Texte source -

Je ne vois d’avantage là dedans que pour les maîtres qui touchent l’indemnité et qui gardent leurs anciens esclaves sous le nom d’engagés, avec leur ancien pouvoir, sous le nom de protectorat. C’est le travail forcé substitué au travail esclave. Les mots sont changés, pas les choses ; et nous nous étonnons qu’un esprit aussi sérieux, aussi éclairé que celui de M. Bovis s’y soit laissé tromper. L’engagement au sol, c’est la glèbe. La glèbe a été dans le passé un amendement à la servitude, que les temps barbares pouvaient accepter, mais que l’on n’est pas obligé d’adopter. Glèbe ou esclavage, en définitive, c’est tout un.

L’esclavage actuel n’est en réalité, par la force des choses et pour le plus grand nombre, qu’un état analogue à la glèbe. Ses crimes tiennent à sa nature même, et l’on ne pourra pas les prévenir avec la seule magie du mot glèbe, parce que glèbe et servitude ne sauraient exister sans arbitraire, et que l’arbitraire ne va jamais sans abus. Vous appelleriez l’univers entier en témoignage de votre abolition de la servitude, que si vous la remplacez par une institution semblable, vous n’aurez rien fait. Votre résolution aboutit à un déplacement d’autorité qui passe de vos mains dans celles d’un magistrat, car je suppose que vous l’entendez ainsi ; mais la somme d’autorité exercée n’est point modifiée et l’esclave auquel pendant cette scène d’escamotage vous avez accordé, pour le distraire, le noble titre d’ouvrier, laisse toujours son libre arbitre en des mains étrangères et ne récupère aucun de ses droits d’homme. Or, rien de bon ne peut se faire sans vous, comme vous le dites ; c’est vrai, mais rien de bon non plus ne peut se faire sans le nègre. Pensez-vous qu’il ratifie un traité ou après lui avoir dit qu’il est libre, il retrouvera au fond de l’engagement le travail forcé, c’est-à-dire la servitude ? Pour moi, j’en doute. Le nègre ne tardera pas à comprendre qu’il a été dupe, il rejettera le marché, réagira d’autant plus vivement qu’il avait cru toucher au but ; vous aurez à lutter contre son mauvais vouloir, sa force d’inertie. Ne pouvant plus appliquer directement la punition, il vous faudra pour chaque faute avoir recours au magistrat, les difficultés deviendront de jour en jour plus inextricables, et vous ne les pourrez vaincre que par une compression qui ruinerait les espérances d’un avenir pacifique. Un organe de l’opinion du statu quo l’a dit à sa manière, « substituer à l’esclavage un travail coërcitif quelconque, est une absurdité grosse comme une montagne. Après l’émancipation il n’y a qu’une garantie, qu’un stimulant de travail possibles, c’est le salaire : seul il peut être légalement employé. La contrainte, sous quelque forme qu’elle se présente, est l’esclavage, et l’esclavage actuel est le mode de coërcition le plus convenable, le seul logiquement admissible, Nous le disons souvent : Malheur aux colons, s’ils se laissent prendre aux synonymes. »

Données fournies -

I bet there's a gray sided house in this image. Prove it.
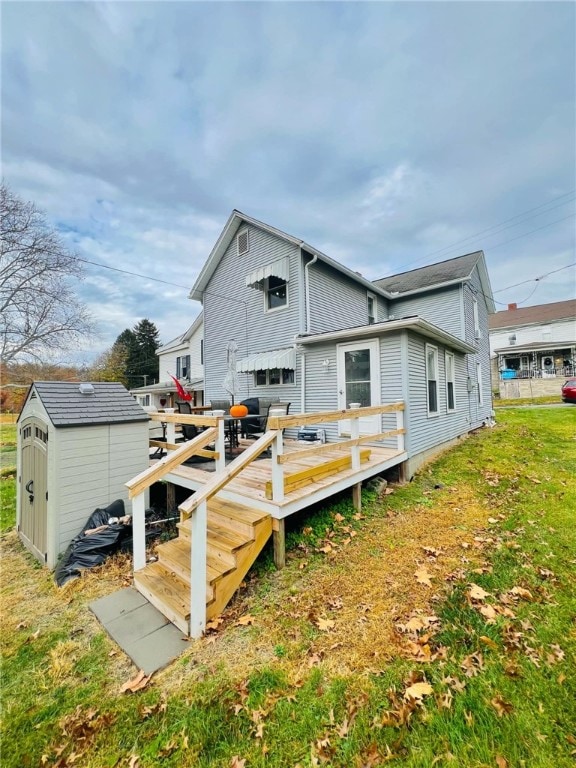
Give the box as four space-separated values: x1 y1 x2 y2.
16 381 149 568
190 211 494 470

Objectifs -
A: Recopiez fidèlement le passage de l'extrait qui commence aux mots « Je ne vois d’avantage » et s'arrête après « c’est tout un. ».
B: Dans l'extrait, à quoi l'engagement au sol est-il assimilé ?

Résultats par tâche -
A:
Je ne vois d’avantage là dedans que pour les maîtres qui touchent l’indemnité et qui gardent leurs anciens esclaves sous le nom d’engagés, avec leur ancien pouvoir, sous le nom de protectorat. C’est le travail forcé substitué au travail esclave. Les mots sont changés, pas les choses ; et nous nous étonnons qu’un esprit aussi sérieux, aussi éclairé que celui de M. Bovis s’y soit laissé tromper. L’engagement au sol, c’est la glèbe. La glèbe a été dans le passé un amendement à la servitude, que les temps barbares pouvaient accepter, mais que l’on n’est pas obligé d’adopter. Glèbe ou esclavage, en définitive, c’est tout un.

B: À la glèbe.